WHAT YOU HAVE TO DO
Reproduce all of the following material verbatim, line for line.

INPUT MATERIAL
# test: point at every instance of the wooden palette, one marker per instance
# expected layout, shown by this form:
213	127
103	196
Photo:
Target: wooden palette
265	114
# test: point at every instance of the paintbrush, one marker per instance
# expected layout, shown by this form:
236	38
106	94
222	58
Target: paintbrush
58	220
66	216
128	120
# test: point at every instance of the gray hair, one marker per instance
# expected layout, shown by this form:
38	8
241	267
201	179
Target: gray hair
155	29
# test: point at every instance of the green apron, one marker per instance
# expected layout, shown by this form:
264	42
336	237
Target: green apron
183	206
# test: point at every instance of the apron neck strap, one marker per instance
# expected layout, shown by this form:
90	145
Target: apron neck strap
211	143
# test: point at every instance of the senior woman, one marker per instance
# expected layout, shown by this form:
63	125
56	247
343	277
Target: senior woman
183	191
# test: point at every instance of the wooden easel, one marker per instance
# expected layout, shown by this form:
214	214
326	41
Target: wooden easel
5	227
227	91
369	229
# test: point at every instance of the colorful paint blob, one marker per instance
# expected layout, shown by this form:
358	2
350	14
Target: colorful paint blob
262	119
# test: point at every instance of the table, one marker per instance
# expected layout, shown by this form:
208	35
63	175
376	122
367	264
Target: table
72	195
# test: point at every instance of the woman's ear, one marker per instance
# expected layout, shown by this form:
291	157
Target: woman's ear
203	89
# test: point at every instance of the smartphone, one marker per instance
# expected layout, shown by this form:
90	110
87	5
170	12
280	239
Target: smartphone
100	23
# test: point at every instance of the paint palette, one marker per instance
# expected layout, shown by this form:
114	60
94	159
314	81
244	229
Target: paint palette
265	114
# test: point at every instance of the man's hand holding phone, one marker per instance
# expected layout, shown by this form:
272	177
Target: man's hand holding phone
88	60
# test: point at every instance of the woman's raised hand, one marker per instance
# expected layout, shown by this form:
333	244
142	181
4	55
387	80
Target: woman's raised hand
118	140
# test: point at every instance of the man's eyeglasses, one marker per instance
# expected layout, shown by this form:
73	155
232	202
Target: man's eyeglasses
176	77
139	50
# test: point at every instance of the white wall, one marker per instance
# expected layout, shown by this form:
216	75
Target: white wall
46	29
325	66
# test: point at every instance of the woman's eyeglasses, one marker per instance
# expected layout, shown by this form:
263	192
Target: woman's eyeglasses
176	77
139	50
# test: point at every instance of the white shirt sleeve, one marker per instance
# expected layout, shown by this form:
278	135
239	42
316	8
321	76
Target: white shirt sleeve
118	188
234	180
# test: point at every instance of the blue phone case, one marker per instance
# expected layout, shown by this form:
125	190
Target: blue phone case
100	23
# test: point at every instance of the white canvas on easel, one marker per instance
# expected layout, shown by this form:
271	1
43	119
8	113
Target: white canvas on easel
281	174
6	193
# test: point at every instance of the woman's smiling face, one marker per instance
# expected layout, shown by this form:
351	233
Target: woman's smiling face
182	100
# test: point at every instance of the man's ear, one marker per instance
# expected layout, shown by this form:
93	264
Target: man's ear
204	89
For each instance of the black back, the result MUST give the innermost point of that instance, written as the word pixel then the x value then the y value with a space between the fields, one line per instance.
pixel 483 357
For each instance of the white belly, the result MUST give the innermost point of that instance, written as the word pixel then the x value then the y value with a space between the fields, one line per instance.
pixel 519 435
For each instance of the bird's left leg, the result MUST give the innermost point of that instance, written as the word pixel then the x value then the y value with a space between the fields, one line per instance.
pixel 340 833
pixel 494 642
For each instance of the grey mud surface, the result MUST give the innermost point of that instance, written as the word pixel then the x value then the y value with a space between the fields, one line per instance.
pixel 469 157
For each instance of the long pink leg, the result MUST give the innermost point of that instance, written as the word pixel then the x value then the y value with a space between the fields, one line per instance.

REPLY TO THE TASK
# test: point at every instance of the wooden palette, one marker per instance
# expected layout, shown by this form:
213	127
103	196
Photo:
Target: wooden palette
265	114
# test: point at every instance of the paintbrush, one marker per instance
# expected layout, shown by this form:
236	38
106	94
222	58
Target: paintbrush
58	220
66	216
128	120
# test: point at every instance of the gray hair, one marker per instance
# expected layout, shown by this form:
38	8
241	267
201	179
Target: gray hair
155	29
# test: point at every instance of the green apron, one marker per instance
# expected layout, shown by this form:
264	42
336	237
Target: green apron
183	206
# test: point at every instance of the apron neck strap, one marker per instance
# expected layout, shown by this form:
90	145
Target: apron neck strap
211	143
# test: point at every instance of the senior woman, one marker per instance
# expected layout, shown by this form:
63	125
56	247
343	277
Target: senior woman
183	191
# test: point at every instance of the wooden easel, one marker per instance
# expected layout, shown by this form:
214	214
326	41
Target: wooden easel
5	227
227	91
369	229
# test: point at every instance of the colorful paint blob, one marker per instance
# expected layout, shown by this form:
358	2
350	14
Target: colorful paint blob
262	119
# test: point at every instance of the table, one marker per instance
# expected layout, shown by this form:
208	35
63	175
376	122
367	264
Target: table
72	195
# test: point at every instance of the woman's ear, one marker per instance
# expected layout, shown by this form:
291	157
Target: woman's ear
203	89
# test: point at every instance of the smartphone, one marker per instance
# expected layout, shown by this form:
90	110
87	5
170	12
280	239
Target: smartphone
100	23
# test: point at every instance of the paint palette, one marker per instance
# expected layout, shown by this form:
114	60
94	159
314	81
244	229
Target: paint palette
265	114
# test: point at every instance of the man's hand holding phone, one marker per instance
# expected layout, shown by this form:
272	177
Target: man's hand holding phone
88	60
# test: point at every instance of the woman's raised hand, one marker per instance
# expected layout, shown by this form:
333	244
142	181
4	55
387	80
Target: woman's raised hand
118	140
# test: point at every instance of the man's eyeglasses, one marker per instance
# expected layout, shown by this form:
73	155
232	202
Target: man's eyeglasses
176	77
139	50
# test: point at every instance of the white wall, one marker per instance
# expected layout, shown by this form:
216	75
Target: white wall
46	29
325	66
# test: point at every instance of the woman's eyeglasses, one marker per instance
# expected layout, shown by this form:
263	192
Target: woman's eyeglasses
176	77
139	50
# test: point at every instance of the white shirt sleeve, one marker per instance
# expected layout, shown by this form:
278	135
239	42
316	8
321	76
Target: white shirt sleeve
118	188
234	180
# test: point at every instance of the blue phone case, one marker per instance
# expected layout, shown by this form:
125	190
Target: blue phone case
100	23
# test: point at every instance of the white canvas on easel, one marker per instance
# expected layout, shown by this form:
271	1
43	119
8	113
Target: white canvas on easel
281	174
6	193
# test: point at every instance of the woman's smiling face, one marker per instance
# expected layout, shown by this form:
351	233
Target: woman's smiling face
182	100
# test: point at every instance of the man's ear, one marker per instance
# expected layout, shown by this form:
93	264
Target: man's ear
204	89
For each instance of the black back, the result MUST give the innermost point of that instance, written as the word pixel then the x value then the y value with a space between the fields, one line per instance.
pixel 483 357
For each instance of the white belly, the result MUST give the innermost point of that instance, written as the word pixel then the x value then the y value with a space between the fields, one line per instance.
pixel 519 435
For each instance of the bird's left leg, the result MUST give the innermost point of that instance, written as the word pixel then the x value then the y value with a space between the fields, one line per instance.
pixel 340 833
pixel 494 642
For each instance of the grey mud surface, the result MUST give the innermost point of that instance, written as the word pixel then the x value then the y value with a space between the fields, one line per instance.
pixel 469 157
For each instance of the long pink leg, the result MUST give the innermost point of that instance, written as the word pixel then the x value then the y value with a space between the fields, one line per instance.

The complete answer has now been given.